# [EXTRACTED ENTRIES]
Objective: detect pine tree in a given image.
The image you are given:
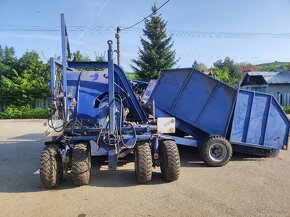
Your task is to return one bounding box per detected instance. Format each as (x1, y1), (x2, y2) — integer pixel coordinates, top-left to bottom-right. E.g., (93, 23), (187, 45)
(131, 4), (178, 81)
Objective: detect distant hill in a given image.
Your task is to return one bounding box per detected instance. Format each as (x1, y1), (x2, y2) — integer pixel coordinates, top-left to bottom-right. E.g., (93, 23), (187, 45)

==

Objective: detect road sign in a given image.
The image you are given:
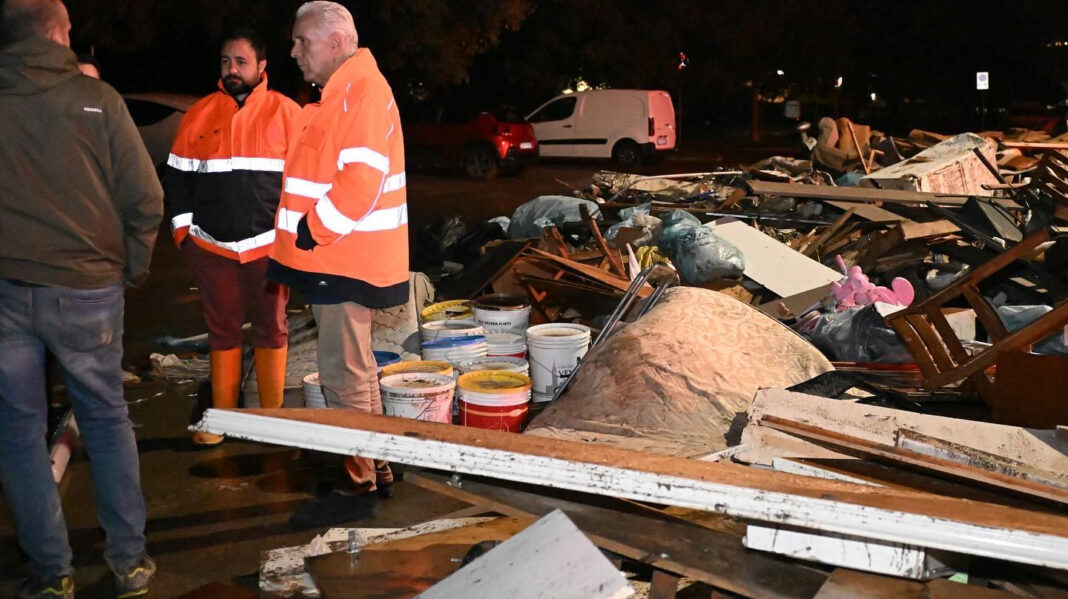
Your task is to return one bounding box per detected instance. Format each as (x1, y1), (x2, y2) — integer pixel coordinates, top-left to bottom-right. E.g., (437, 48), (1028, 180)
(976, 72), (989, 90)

...

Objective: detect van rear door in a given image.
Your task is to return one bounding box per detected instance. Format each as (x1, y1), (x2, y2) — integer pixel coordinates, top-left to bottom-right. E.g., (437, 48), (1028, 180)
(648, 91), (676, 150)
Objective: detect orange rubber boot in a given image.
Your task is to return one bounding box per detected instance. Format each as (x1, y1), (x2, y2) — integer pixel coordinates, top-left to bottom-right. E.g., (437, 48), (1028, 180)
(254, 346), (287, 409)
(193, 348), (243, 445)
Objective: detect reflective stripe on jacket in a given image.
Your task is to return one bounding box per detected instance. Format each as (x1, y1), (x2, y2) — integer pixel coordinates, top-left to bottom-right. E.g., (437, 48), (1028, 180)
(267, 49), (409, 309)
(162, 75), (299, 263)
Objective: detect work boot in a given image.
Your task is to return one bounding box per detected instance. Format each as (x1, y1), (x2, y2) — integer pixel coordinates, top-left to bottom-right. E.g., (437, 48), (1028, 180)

# [TASK DESCRIPTION]
For this exercise, gather every line of the data that contains the word "boot".

# [TASK ANSWER]
Objective: detect orange rubber boot in a given image.
Objective: detect work boot in a given image.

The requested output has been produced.